◆ KUTIPAN SUMBER
□ □ □
Pesan Rahbar

Home » » Dianggap Gangguan, CIA Rancang Pembunuhan Sukarno

Dianggap Gangguan, CIA Rancang Pembunuhan Sukarno

Written By Unknown on Friday 11 March 2016 | 19:54:00

Presiden Sukarno dan Richard Nixon, wakil presiden Amerika serikat, di sebuah warung kopi di Cipanas, Bogor, 1953 (Foto: majalah American Miscellany, No. 64, 1953)

Sembilan belas hari setelah KAA, CIA menerima perintah dari Gedung Putih untuk menghabisi Sukarno secara politik.

KOMISI Church mendapatkan sejumlah petunjuk bahwa CIA pernah berencana membunuh Presiden Sukarno. Rencana tersebut terungkap dari kesaksian Richard Bissel, mantan wakil direktur bidang perencanaan CIA, kepada Komisi Church.

Richard Bissel menyatakan, “pembunuhan atas Sukarno ‘pernah dipertimbangkan’ oleh CIA. Rencana tersebut berkembang sampai pada upaya mengidentifikasi aset –seorang pembunuh–yang diperkirakan akan direkrut untuk melaksankan pembunuhan itu.”
□ □ □
◆ BARIS DATA
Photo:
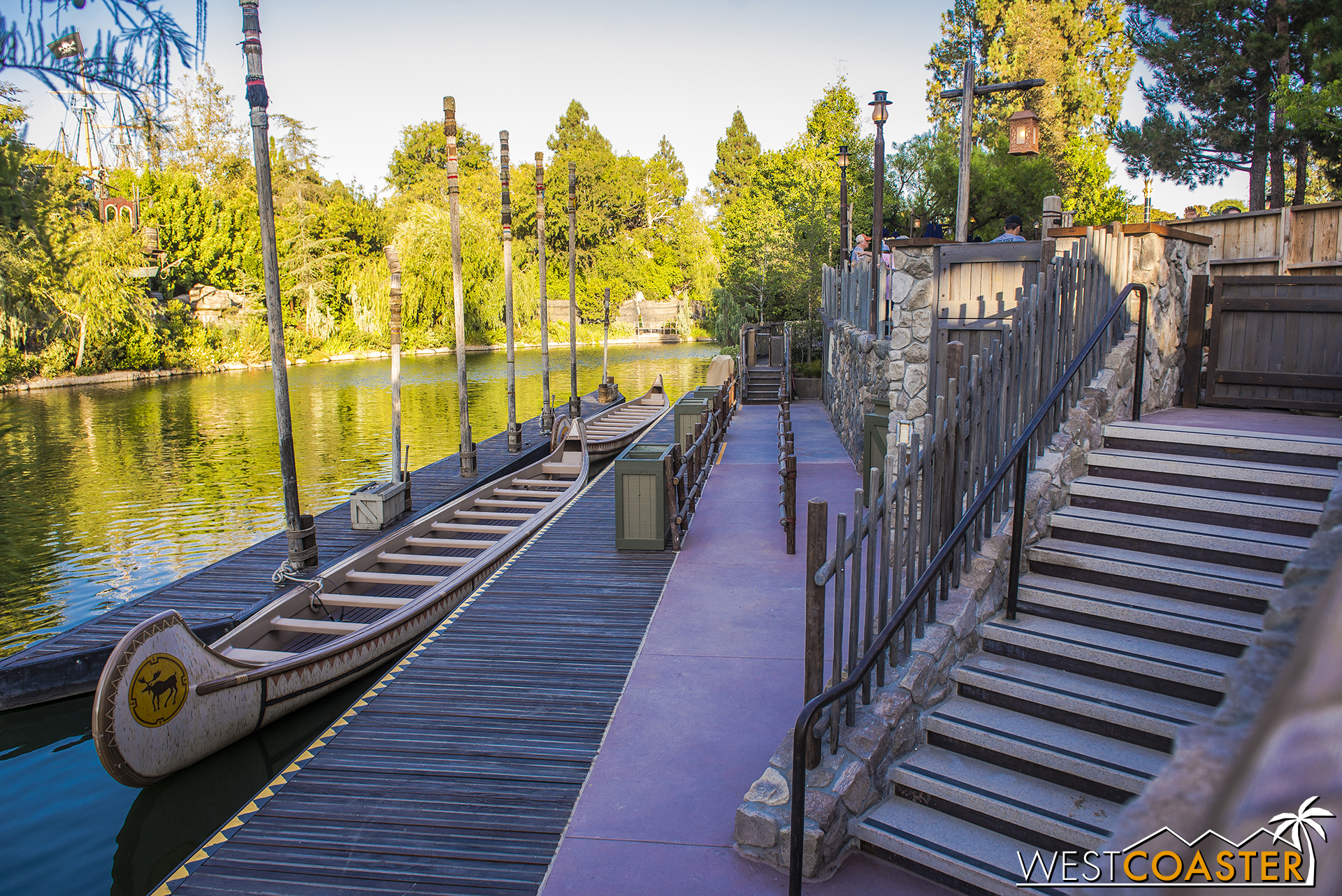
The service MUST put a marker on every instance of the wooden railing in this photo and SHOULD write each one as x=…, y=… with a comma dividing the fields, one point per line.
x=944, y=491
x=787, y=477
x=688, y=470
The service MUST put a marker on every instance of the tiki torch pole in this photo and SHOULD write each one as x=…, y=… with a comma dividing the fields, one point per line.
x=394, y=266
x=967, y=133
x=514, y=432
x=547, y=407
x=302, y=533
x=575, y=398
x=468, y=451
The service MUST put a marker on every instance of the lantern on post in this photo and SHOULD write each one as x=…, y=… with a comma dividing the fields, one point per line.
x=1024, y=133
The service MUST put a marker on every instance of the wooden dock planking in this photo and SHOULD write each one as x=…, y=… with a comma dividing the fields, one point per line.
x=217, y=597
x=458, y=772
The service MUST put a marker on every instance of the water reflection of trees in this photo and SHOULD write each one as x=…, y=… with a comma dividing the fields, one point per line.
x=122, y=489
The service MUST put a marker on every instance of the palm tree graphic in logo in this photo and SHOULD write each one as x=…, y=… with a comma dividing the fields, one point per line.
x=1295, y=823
□ □ □
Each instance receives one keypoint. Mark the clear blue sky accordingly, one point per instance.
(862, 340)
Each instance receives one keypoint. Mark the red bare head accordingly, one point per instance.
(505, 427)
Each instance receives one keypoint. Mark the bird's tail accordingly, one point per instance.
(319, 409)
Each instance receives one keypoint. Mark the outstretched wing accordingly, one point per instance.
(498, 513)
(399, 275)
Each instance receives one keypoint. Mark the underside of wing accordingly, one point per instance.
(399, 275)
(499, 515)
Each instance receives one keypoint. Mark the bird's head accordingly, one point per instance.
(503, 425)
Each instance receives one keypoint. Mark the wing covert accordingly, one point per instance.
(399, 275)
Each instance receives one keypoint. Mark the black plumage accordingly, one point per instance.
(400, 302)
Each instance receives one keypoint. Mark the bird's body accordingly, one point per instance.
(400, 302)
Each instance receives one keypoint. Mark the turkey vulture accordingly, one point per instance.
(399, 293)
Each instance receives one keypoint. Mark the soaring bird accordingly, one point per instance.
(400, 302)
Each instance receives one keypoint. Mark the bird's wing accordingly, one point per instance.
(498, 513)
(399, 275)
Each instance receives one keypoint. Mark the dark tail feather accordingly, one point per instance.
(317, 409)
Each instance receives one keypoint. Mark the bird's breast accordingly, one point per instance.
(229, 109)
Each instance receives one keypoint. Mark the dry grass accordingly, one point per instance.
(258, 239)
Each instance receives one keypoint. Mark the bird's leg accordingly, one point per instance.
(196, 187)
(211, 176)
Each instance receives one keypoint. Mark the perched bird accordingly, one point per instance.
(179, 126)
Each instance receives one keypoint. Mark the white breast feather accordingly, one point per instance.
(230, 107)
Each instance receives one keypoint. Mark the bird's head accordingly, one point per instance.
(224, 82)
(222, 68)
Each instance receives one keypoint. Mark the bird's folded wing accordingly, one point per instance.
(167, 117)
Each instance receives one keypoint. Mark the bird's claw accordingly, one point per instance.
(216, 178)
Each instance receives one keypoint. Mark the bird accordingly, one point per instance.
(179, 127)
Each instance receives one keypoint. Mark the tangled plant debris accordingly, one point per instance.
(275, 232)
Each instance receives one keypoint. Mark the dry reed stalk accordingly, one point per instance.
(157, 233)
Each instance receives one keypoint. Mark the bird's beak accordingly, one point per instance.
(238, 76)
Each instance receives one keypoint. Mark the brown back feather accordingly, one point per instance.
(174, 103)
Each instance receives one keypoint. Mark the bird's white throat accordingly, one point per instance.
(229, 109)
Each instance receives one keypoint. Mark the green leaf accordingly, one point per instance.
□ □ □
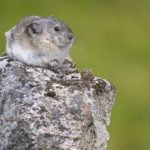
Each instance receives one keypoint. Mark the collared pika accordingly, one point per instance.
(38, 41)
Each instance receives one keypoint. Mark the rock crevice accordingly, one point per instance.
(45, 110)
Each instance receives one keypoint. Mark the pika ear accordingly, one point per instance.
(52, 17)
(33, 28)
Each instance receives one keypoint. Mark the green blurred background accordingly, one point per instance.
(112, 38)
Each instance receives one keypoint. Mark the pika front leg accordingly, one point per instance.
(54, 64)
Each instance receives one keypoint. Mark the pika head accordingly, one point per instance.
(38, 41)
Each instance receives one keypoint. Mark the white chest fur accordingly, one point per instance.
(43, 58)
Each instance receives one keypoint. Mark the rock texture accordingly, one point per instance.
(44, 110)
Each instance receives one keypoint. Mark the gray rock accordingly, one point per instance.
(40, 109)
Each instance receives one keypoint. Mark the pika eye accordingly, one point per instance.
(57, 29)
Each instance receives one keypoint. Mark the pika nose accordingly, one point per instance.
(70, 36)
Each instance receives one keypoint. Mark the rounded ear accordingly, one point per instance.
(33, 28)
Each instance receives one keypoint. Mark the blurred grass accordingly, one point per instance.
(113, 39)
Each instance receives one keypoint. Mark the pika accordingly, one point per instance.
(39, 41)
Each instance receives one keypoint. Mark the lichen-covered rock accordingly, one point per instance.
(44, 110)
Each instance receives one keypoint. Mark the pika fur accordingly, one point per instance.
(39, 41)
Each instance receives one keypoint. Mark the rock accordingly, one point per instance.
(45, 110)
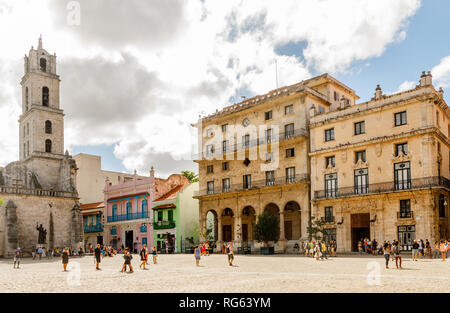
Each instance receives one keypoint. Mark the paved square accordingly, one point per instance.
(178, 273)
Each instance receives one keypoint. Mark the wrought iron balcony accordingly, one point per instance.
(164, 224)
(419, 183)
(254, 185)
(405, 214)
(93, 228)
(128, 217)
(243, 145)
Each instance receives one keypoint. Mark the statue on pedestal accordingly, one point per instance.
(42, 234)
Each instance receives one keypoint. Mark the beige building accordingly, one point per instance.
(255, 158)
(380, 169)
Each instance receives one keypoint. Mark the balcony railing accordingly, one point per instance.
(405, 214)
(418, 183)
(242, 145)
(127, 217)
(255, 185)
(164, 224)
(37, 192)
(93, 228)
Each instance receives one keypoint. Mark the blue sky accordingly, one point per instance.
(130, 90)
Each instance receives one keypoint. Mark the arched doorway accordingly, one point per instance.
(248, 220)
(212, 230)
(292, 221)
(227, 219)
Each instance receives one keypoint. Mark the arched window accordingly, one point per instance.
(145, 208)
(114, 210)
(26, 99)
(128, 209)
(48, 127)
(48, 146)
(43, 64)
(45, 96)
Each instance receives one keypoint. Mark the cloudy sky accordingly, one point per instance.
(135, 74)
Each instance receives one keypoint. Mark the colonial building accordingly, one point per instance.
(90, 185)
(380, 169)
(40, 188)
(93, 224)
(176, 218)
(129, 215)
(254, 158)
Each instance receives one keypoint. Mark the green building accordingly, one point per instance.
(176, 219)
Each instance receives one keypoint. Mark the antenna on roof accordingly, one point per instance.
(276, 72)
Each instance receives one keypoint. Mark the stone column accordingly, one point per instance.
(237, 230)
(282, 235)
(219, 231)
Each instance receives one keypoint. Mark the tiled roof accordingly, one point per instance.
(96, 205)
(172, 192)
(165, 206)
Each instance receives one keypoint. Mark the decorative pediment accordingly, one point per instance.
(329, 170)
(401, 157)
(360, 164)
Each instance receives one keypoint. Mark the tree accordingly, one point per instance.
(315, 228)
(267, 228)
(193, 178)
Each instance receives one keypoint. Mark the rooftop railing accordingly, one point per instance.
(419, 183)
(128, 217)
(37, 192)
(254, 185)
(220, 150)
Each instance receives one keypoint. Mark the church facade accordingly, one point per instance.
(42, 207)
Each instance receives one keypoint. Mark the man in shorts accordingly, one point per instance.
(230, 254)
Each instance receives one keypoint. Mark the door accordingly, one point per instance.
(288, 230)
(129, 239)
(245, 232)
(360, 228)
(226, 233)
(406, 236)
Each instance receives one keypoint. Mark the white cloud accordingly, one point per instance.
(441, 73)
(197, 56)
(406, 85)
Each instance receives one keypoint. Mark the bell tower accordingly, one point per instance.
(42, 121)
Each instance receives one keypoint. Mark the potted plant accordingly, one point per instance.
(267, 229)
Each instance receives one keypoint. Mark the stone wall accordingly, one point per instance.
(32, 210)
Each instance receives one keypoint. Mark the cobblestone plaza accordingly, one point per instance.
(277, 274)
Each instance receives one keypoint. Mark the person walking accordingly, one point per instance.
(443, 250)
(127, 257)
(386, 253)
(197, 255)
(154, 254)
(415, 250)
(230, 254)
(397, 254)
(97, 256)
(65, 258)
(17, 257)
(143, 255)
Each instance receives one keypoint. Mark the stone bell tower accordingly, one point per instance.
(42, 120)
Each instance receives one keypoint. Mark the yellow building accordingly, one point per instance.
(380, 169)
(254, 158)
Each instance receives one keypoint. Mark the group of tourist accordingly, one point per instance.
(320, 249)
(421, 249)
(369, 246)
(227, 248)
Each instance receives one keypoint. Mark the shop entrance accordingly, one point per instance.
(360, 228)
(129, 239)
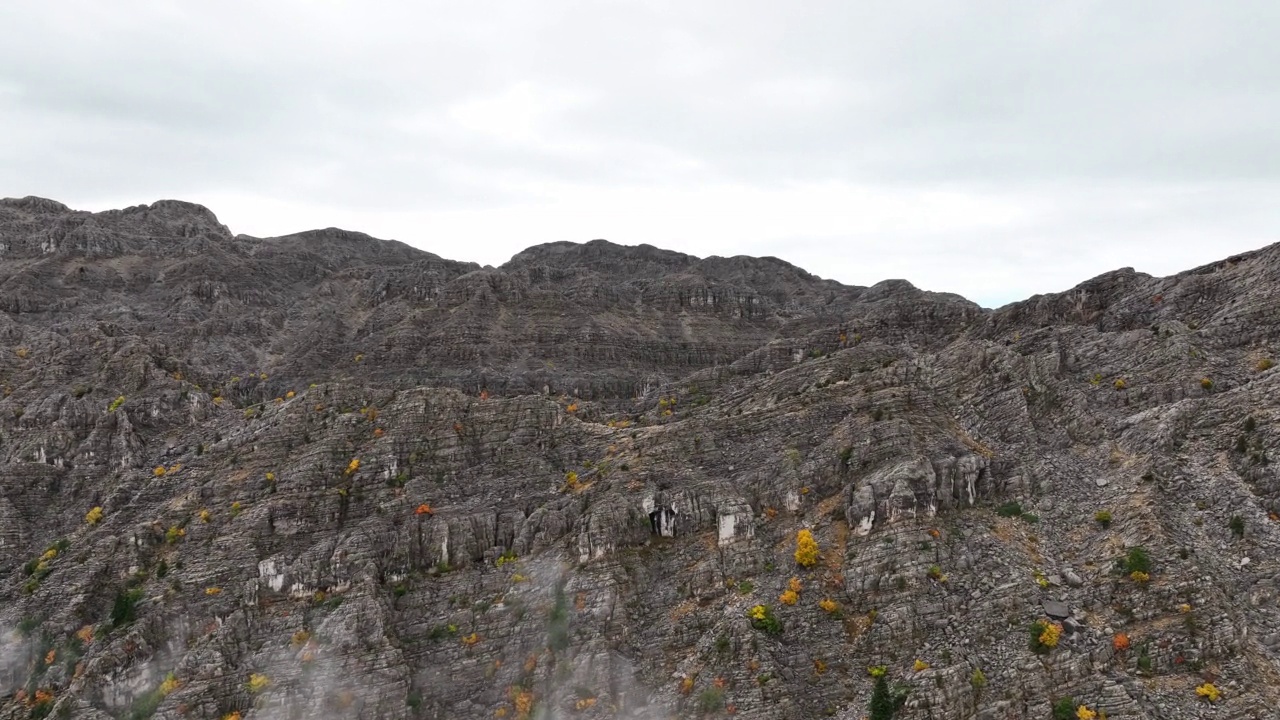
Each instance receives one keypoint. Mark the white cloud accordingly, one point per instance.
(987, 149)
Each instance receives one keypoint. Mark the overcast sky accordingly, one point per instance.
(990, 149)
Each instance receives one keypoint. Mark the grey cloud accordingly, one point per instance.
□ □ □
◆ BAGIAN LATIHAN
**1.** Jawab pertanyaan berikut berdasarkan kutipan tentang rencana CIA terhadap Sukarno.
(a) Di mana Presiden Sukarno dan Richard Nixon berada dalam foto tahun 1953?
(b) Berapa hari setelah KAA CIA menerima perintah dari Gedung Putih untuk menghabisi Sukarno secara politik?
(c) Apa jabatan lama Richard Bissel di CIA?
**2.** Tuliskan kembali baris-baris catatan dari baris yang memuat "Each instance receives one keypoint. Mark the shop" sampai baris yang memuat "Each instance receives one keypoint. Mark the grey", termasuk kedua baris itu. Jangan ikutkan gambarnya.
Catatan-catatan di atas tidak ada hubungannya dengan kutipan.

◆ JAWABAN TIAP TUGAS
**1.**
(a) Di sebuah warung kopi di Cipanas, Bogor.
(b) Sembilan belas hari.
(c) Wakil direktur bidang perencanaan CIA.

**2.**
Each instance receives one keypoint. Mark the shop entrance accordingly, one point per instance.
(360, 228)
(129, 239)
Each instance receives one keypoint. Mark the white cloud accordingly, one point per instance.
(987, 149)
Each instance receives one keypoint. Mark the overcast sky accordingly, one point per instance.
(990, 149)
Each instance receives one keypoint. Mark the grey cloud accordingly, one point per instance.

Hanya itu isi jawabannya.